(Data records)
· · · · ·
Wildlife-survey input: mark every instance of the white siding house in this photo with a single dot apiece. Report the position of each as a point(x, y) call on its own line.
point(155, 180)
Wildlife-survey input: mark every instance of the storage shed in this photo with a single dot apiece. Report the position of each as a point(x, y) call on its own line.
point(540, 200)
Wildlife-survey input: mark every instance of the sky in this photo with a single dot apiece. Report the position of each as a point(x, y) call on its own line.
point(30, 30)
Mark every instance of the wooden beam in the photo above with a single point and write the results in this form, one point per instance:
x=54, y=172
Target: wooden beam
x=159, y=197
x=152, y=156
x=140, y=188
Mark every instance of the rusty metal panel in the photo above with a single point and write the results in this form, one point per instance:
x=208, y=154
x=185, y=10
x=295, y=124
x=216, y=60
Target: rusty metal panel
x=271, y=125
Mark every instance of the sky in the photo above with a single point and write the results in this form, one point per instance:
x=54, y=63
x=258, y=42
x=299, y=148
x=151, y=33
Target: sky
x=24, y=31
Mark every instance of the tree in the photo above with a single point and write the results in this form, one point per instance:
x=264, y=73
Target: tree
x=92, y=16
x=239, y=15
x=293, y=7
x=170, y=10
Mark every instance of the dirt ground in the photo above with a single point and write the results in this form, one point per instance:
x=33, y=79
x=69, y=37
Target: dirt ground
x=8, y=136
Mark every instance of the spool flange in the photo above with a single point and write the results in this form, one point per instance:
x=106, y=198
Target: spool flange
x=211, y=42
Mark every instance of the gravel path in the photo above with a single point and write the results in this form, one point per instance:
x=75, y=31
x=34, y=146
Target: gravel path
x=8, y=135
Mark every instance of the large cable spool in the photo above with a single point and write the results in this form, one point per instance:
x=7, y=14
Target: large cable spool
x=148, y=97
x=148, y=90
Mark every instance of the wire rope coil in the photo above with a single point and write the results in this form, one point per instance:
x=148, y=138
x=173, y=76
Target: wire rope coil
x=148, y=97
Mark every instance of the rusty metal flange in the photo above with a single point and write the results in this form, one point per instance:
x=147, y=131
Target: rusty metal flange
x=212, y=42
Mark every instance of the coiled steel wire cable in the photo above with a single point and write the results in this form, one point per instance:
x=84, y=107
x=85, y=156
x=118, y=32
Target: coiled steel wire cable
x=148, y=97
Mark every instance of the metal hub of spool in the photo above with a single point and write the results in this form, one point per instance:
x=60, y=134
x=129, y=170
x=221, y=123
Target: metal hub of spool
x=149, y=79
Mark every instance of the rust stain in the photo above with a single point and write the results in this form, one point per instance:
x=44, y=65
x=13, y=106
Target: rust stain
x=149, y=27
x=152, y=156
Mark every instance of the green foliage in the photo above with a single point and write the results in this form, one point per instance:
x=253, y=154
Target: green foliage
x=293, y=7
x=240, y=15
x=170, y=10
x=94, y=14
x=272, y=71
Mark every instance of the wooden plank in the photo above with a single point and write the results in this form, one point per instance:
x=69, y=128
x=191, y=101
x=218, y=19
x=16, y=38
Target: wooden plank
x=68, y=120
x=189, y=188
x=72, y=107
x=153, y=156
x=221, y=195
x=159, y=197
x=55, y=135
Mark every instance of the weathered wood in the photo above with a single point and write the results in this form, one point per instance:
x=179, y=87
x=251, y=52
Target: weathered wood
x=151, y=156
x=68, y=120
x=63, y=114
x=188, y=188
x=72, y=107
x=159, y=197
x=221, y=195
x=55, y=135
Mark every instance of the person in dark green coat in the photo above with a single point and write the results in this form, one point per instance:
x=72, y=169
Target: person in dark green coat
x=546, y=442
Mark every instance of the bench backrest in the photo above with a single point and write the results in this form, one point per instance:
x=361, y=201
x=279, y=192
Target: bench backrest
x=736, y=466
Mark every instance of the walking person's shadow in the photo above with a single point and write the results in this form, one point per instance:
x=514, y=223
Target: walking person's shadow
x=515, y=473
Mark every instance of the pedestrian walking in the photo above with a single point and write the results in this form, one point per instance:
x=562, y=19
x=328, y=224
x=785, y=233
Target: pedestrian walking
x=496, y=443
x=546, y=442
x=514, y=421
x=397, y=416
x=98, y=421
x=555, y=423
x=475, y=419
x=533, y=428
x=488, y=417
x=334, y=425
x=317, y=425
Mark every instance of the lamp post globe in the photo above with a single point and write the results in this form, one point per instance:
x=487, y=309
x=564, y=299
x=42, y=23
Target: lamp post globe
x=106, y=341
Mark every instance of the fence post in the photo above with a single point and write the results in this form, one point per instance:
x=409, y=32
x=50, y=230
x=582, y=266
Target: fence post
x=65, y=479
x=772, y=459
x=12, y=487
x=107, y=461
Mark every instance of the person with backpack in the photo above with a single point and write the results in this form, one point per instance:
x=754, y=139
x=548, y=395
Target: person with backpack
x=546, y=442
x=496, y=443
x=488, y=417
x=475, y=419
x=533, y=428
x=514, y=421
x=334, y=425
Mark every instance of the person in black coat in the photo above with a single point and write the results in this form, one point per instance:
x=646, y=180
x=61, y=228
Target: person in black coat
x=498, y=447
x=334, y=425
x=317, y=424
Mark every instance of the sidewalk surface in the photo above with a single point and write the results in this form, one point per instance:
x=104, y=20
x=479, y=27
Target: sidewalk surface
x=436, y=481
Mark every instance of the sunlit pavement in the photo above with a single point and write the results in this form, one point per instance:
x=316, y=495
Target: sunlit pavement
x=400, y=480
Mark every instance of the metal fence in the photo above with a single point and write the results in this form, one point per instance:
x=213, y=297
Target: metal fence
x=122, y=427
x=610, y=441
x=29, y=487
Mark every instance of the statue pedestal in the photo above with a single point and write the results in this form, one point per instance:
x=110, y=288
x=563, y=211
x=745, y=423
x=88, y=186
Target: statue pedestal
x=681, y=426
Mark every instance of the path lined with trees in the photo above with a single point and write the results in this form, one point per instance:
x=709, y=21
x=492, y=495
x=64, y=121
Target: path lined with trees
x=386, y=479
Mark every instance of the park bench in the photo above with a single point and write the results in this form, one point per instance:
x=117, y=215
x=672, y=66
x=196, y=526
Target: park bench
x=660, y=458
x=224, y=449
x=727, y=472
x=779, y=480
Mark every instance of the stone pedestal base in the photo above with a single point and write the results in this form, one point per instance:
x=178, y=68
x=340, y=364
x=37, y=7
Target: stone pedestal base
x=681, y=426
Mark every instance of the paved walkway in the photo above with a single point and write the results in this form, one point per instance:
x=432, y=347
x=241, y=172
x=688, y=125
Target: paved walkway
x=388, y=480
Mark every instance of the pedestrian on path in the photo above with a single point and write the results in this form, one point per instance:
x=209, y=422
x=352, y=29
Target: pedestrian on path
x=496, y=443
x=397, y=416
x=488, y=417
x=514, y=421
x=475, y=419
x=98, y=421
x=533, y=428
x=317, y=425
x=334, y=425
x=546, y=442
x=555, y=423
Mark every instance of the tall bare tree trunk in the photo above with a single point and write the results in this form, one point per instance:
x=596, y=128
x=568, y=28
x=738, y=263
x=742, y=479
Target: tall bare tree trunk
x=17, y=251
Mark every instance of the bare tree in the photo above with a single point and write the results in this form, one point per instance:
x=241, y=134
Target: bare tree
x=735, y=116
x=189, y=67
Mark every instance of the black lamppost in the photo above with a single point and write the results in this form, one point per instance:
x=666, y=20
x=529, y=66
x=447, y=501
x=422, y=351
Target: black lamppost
· · · · ·
### PROBLEM TO SOLVE
Go through the records and show every line with the string "lamppost" in it.

### EXERCISE ANSWER
Mark every instance of the black lamppost in the photo above with a single point and write the results in this form, one point per instance:
Target: black lamppost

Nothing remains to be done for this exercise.